[Page extract]

The Popular Assembly of the Peoples of Oaxaca (in Spanish: Asamblea Popular de los Pueblos de Oaxaca), or simply the APPO, is an organization that was assembled in response to the political situation in the Mexican state of Oaxaca, first meeting in June 2006.
A public demonstration and a teacher's strike in May of every year had occurred every year for 20 years in Oaxaca City. The strike would involve occupying a portion of the main square in the city, exhortations made via bullhorn, civil protest marches and an eventual settlement of some of the demands of the teachers. Before 2006, none of these protests resulted in large scale violence.

[/Page extract]
[Exercise data]

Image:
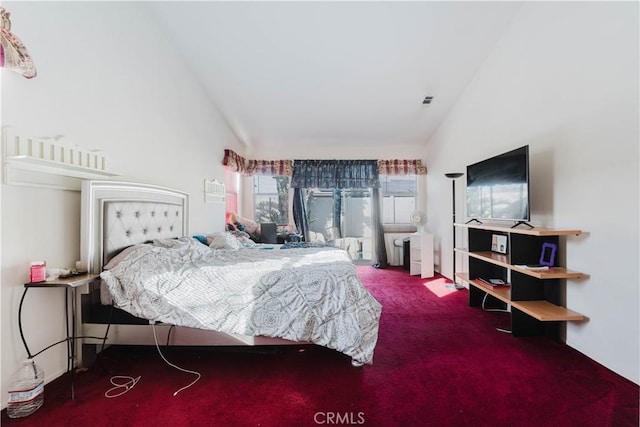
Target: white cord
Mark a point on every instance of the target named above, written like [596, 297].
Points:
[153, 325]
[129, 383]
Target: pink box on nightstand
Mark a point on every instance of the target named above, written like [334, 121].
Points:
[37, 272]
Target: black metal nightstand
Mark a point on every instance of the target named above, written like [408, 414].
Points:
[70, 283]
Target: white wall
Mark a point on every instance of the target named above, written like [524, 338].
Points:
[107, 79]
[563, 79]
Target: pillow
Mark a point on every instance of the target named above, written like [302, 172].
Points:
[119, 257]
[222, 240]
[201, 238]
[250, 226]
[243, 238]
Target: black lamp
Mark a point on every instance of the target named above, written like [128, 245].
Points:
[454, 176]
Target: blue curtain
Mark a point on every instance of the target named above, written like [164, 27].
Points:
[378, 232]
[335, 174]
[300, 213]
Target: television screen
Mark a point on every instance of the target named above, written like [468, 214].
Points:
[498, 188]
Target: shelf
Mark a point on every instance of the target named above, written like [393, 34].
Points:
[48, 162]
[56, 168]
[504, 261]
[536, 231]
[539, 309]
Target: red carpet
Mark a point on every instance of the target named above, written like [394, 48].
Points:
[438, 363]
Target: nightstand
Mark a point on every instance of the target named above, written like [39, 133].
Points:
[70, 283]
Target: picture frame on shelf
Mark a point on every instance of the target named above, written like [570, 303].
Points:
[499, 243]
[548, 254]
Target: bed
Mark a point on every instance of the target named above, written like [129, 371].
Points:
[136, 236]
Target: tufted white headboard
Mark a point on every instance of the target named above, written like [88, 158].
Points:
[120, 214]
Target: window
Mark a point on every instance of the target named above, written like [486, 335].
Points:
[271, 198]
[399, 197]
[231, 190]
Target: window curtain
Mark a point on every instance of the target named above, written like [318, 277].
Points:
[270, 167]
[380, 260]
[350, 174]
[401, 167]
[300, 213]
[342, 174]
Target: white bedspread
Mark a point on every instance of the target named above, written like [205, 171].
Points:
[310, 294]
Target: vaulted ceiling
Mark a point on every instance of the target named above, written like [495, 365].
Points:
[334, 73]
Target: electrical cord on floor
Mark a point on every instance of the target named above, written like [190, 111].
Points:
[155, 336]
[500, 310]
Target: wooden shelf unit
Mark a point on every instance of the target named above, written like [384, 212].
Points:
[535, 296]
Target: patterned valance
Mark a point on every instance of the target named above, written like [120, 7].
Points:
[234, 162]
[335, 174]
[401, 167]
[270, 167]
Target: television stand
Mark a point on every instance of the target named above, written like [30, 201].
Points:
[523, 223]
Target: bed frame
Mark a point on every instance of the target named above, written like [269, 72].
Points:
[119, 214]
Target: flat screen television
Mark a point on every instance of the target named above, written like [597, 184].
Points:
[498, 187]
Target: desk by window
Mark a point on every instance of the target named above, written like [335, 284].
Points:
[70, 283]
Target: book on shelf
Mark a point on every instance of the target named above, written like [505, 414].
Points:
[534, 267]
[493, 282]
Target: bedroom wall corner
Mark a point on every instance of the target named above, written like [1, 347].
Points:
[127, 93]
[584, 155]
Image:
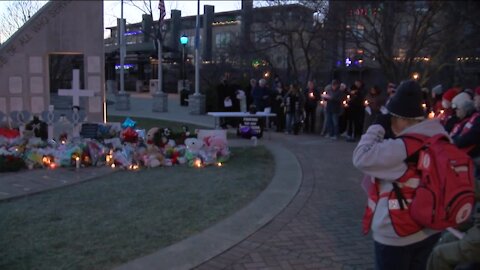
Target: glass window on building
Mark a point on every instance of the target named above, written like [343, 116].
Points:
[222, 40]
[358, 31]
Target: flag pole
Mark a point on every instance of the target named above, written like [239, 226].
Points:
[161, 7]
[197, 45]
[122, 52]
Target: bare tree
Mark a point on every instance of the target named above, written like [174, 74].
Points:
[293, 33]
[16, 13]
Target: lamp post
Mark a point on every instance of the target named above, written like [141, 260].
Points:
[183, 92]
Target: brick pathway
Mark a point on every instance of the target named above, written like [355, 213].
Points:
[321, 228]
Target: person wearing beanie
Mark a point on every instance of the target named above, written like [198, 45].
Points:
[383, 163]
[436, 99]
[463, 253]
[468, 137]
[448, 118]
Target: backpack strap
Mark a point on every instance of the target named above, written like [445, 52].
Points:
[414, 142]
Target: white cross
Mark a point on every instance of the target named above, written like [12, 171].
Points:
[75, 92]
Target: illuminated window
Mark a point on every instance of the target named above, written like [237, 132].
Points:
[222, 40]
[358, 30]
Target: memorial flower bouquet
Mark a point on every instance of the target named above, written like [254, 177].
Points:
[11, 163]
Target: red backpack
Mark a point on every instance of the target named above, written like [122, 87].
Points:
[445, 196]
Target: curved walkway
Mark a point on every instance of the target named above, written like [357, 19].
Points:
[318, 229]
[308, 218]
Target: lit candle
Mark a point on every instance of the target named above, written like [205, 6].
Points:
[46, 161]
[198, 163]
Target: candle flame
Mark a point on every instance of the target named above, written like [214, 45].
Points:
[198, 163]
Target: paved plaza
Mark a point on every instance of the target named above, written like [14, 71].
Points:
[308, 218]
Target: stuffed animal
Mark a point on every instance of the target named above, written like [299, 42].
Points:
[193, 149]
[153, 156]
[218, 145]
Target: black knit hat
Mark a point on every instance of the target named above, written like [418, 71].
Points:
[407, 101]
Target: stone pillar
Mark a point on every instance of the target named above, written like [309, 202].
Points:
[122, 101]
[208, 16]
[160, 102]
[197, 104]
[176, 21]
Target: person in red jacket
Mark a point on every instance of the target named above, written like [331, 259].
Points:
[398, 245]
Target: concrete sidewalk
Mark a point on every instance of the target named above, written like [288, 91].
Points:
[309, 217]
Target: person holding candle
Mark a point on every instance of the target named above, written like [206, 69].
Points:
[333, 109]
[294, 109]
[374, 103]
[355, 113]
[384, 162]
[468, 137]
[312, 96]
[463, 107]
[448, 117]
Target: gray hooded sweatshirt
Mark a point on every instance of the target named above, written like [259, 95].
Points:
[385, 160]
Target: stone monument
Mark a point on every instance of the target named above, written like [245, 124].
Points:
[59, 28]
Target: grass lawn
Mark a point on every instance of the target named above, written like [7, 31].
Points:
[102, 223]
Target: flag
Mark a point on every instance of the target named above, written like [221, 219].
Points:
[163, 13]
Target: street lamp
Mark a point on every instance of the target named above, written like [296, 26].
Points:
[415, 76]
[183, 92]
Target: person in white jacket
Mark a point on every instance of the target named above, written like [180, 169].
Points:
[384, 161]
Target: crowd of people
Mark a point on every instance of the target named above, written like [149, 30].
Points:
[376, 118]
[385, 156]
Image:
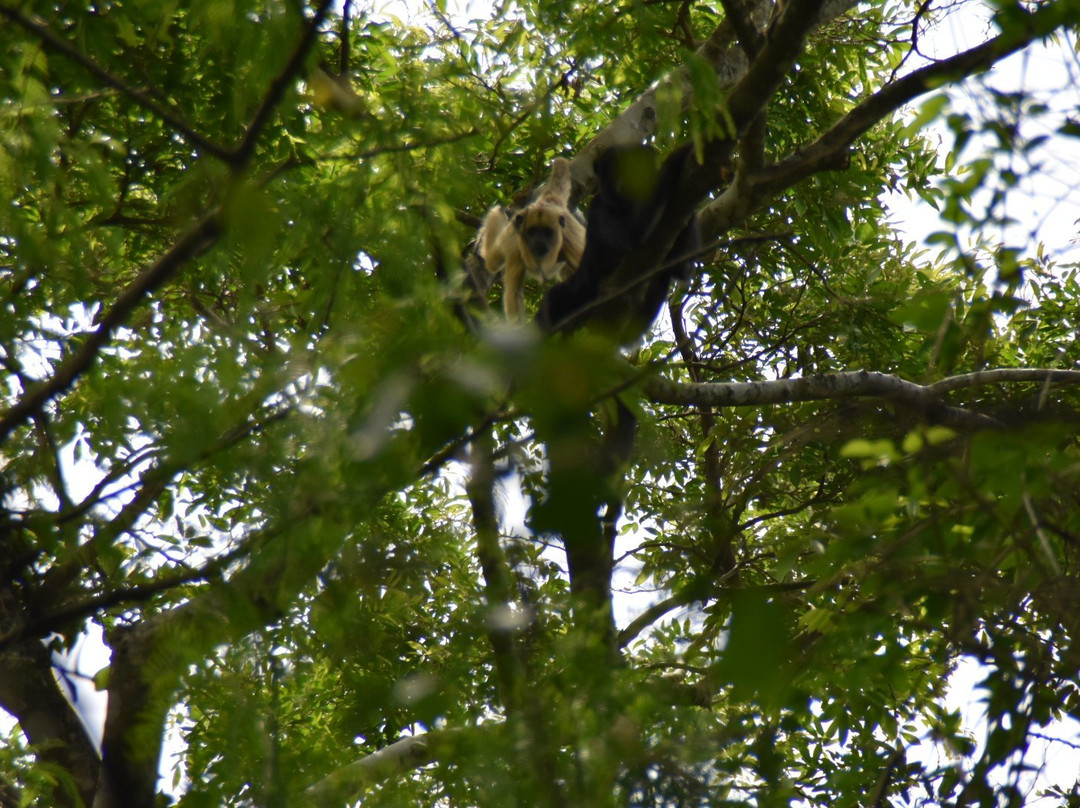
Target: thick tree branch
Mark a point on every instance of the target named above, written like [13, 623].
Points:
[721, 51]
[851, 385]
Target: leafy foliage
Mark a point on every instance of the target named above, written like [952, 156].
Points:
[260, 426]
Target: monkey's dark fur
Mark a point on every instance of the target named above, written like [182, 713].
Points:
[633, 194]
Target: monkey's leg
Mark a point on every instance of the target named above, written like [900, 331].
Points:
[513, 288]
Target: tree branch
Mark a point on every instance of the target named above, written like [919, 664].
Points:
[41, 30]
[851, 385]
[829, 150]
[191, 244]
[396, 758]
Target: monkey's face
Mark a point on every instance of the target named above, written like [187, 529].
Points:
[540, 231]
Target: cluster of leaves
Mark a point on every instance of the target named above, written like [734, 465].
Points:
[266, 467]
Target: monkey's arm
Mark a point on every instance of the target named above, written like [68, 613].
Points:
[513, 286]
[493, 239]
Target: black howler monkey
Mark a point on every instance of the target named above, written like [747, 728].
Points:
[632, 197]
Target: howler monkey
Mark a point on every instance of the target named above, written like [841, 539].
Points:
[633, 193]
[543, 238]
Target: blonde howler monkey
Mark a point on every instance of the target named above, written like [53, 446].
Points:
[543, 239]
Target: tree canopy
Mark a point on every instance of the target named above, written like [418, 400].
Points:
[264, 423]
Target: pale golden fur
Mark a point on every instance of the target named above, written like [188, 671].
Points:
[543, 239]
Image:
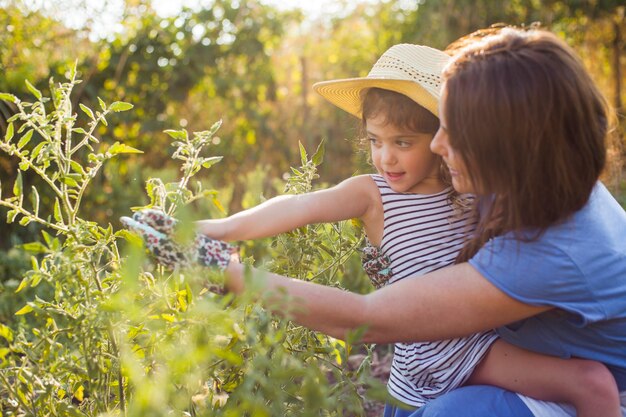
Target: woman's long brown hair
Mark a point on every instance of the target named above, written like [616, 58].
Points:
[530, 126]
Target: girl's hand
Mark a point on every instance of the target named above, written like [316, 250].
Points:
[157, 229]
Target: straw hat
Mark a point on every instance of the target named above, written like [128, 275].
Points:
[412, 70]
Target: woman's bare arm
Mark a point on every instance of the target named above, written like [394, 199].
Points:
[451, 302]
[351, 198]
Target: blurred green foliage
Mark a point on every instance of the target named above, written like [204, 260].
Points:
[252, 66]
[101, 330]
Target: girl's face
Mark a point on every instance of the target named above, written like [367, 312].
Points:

[/Exercise data]

Required tasks:
(a) What is the Spanish translation of this sentence from the passage on Oaxaca: "Before 2006, none of these protests resulted in large scale violence."?
(b) Can you continue the passage on Oaxaca from its last sentence?
The data have no role in this work.

Expected results:
(a) Antes de 2006, ninguna de estas protestas derivó en violencia a gran escala.

(b)
At 3:30 in the morning of June 14, 2006, the striking teachers of Section 22 of the Mexican National Educational Workers Union (SNTE) who had occupied the Zócalo (main square) of Oaxaca de Juárez (the capital city of the state of Oaxaca) were evicted by 3500 Oaxacan municipal police, some local firefighters and troops from the Policía Federal Preventiva (Federal Preventative Police) supported by helicopters in an attempt by the state government to dislodge the strikers. The teachers had been on strike for 23 days with demands for higher wages, salary rezonification in the state, and increased educational resources. At many points in the altercation tear gas and shots were fired by the police. After hours of conflict, the teachers were able to take the center of the city as their own and begin to construct a system of barricades that would make it impossible for the police to return via the roads. Reports vary as to the number of casualties the teachers sustained in the struggle. Amnesty International has since confirmed that there were over one hundred people hospitalized.
This police action resulted in the 2006 Oaxaca protests, calling for the resignation of Oaxacan governor Ulises Ruiz Ortiz. In the following weeks, the teachers were reinforced by sympathisers, who helped them with the construction and protection of barricades made of wood, concrete bricks, corrugated metal sheets, and disabled cars and buses. For a number of months, these roughly constructed barricades had been effective in preventing the entry of police into the central part of the city that surrounds the Zócalo.